Gather every line of the listing below that contains the word "query", matching its case exactly.

--- start of INFORMATION GIVEN ---

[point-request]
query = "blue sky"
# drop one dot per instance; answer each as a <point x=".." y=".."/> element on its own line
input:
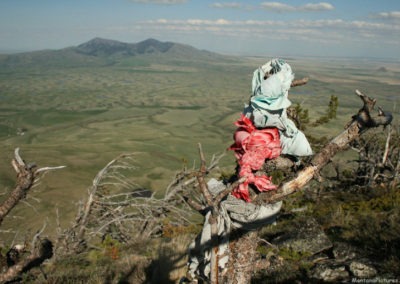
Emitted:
<point x="362" y="28"/>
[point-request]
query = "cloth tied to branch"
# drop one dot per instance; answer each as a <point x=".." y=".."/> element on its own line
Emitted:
<point x="268" y="103"/>
<point x="252" y="146"/>
<point x="233" y="213"/>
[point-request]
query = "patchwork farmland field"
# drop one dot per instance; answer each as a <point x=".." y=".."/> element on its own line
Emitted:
<point x="84" y="116"/>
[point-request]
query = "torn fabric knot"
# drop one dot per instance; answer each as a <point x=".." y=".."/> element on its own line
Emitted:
<point x="252" y="147"/>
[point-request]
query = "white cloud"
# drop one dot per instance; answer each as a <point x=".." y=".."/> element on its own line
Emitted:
<point x="326" y="31"/>
<point x="323" y="6"/>
<point x="162" y="2"/>
<point x="393" y="15"/>
<point x="226" y="5"/>
<point x="309" y="7"/>
<point x="277" y="7"/>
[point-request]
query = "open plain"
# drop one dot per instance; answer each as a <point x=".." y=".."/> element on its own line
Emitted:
<point x="82" y="113"/>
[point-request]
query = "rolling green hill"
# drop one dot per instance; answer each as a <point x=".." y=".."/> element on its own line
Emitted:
<point x="82" y="106"/>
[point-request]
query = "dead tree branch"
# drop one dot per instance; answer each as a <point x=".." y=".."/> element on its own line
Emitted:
<point x="360" y="122"/>
<point x="27" y="175"/>
<point x="41" y="251"/>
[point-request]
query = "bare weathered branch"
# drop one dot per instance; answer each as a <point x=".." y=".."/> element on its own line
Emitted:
<point x="362" y="121"/>
<point x="41" y="250"/>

--- end of INFORMATION GIVEN ---

§ ANSWER:
query = "blue sky"
query = "cloth tied to branch"
query = "patchwork farmland field"
query = "torn fabric knot"
query = "white cloud"
query = "open plain"
query = "rolling green hill"
query = "dead tree branch"
query = "bare weathered branch"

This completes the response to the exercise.